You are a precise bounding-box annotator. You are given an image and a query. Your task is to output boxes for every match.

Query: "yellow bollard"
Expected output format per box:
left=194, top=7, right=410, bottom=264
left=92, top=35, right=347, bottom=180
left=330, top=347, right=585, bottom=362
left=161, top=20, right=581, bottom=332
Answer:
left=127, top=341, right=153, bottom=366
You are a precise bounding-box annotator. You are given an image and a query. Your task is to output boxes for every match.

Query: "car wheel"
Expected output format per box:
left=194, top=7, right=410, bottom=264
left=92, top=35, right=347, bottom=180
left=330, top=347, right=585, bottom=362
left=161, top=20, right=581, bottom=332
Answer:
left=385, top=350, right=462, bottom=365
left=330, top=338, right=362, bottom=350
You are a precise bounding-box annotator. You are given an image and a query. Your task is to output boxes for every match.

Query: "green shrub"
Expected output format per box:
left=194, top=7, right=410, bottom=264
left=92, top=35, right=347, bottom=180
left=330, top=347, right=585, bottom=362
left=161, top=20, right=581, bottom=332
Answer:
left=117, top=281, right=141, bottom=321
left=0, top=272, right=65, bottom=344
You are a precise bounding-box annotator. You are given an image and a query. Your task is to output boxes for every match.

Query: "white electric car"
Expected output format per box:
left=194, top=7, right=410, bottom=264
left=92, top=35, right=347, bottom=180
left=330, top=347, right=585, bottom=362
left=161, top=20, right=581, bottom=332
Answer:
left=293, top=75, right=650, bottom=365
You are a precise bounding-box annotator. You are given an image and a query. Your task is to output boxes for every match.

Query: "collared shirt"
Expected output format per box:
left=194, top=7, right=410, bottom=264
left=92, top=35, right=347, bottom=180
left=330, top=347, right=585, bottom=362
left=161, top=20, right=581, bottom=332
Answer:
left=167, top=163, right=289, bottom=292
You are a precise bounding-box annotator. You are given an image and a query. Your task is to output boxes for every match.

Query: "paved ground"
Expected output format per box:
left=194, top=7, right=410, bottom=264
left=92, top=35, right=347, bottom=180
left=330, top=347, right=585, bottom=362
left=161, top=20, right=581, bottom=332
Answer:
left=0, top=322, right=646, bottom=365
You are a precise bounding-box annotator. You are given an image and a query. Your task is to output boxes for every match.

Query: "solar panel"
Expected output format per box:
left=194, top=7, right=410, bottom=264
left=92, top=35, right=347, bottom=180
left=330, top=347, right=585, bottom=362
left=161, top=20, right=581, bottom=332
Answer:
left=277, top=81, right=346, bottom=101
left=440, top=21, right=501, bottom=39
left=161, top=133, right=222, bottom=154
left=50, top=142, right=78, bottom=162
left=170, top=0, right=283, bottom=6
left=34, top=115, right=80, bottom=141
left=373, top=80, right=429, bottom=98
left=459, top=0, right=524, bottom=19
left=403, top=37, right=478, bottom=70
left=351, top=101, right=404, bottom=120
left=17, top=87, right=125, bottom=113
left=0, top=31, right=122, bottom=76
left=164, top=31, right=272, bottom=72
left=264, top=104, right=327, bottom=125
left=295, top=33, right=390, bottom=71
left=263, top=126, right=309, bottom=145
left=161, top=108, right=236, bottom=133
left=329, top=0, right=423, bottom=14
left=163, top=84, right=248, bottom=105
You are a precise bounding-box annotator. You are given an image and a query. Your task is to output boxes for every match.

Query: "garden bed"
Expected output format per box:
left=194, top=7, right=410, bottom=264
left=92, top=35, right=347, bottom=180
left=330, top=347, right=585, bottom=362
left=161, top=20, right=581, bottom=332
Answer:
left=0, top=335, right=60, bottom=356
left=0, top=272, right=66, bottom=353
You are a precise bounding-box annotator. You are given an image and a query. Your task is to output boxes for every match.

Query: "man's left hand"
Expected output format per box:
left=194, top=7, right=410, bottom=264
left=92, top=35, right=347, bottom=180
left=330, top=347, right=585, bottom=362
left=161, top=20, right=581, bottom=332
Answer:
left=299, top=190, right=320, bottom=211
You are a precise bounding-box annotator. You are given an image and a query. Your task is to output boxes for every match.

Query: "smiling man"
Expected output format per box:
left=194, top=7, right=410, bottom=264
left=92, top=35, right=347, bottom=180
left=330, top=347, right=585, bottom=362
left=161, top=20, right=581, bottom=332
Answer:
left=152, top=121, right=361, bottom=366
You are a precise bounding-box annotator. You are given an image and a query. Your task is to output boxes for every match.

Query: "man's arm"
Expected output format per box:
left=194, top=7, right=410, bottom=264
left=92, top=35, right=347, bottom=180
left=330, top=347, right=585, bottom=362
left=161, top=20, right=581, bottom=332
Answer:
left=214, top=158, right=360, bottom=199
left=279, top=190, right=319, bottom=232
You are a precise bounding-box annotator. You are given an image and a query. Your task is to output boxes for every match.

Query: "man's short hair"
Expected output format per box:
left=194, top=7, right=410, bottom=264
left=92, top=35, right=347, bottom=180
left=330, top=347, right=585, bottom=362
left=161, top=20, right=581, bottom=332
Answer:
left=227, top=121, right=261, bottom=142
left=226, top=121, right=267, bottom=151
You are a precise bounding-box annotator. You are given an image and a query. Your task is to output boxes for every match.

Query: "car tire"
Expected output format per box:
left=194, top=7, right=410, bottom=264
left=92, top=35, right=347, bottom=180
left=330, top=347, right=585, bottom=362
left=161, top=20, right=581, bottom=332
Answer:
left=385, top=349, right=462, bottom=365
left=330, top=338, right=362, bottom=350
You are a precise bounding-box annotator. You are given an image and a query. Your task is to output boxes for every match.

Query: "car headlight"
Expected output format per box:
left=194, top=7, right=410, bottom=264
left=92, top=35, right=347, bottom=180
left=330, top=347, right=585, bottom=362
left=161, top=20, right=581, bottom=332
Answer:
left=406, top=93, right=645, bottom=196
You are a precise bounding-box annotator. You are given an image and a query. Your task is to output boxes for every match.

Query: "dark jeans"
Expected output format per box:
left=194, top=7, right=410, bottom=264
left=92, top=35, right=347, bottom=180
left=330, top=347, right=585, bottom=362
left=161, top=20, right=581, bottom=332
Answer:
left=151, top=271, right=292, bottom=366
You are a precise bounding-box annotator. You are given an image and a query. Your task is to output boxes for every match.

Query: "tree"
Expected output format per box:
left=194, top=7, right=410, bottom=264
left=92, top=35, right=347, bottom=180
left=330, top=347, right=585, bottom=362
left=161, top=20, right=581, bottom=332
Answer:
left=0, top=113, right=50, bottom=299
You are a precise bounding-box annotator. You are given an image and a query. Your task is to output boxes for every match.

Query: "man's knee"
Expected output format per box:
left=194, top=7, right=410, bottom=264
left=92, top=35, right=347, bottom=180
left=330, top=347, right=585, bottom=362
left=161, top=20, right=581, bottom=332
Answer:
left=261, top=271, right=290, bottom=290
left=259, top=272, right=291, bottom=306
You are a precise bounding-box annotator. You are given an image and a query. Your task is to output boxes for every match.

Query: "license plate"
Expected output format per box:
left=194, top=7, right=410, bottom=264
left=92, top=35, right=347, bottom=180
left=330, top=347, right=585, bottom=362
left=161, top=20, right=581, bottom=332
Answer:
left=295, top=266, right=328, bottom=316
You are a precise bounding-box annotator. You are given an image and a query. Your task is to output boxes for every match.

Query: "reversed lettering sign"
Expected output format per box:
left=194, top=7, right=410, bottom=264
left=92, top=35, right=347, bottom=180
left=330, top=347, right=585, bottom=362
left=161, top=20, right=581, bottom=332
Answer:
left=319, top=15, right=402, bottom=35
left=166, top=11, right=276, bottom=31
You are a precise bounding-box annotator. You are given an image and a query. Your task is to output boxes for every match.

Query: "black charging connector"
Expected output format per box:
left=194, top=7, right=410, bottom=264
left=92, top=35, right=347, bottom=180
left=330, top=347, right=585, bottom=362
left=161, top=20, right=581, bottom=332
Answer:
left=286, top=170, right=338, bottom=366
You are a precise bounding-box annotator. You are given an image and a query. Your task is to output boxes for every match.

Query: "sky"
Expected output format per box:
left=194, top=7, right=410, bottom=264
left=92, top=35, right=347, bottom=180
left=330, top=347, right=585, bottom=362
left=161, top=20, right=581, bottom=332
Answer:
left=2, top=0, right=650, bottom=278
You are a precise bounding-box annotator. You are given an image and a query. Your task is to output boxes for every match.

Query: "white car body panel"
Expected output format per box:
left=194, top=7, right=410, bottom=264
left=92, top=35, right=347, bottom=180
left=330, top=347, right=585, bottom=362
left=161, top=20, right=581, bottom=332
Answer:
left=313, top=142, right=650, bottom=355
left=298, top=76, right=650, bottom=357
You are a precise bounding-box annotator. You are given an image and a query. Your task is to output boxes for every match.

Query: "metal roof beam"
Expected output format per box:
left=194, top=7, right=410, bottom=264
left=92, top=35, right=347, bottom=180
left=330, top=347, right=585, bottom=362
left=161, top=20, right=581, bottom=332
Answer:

**WHAT YOU ARE ASKED TO DO**
Gather every line from the listing above in which the word "white" appears.

**YOUR RESPONSE**
Query: "white electric car"
Query: "white car body panel"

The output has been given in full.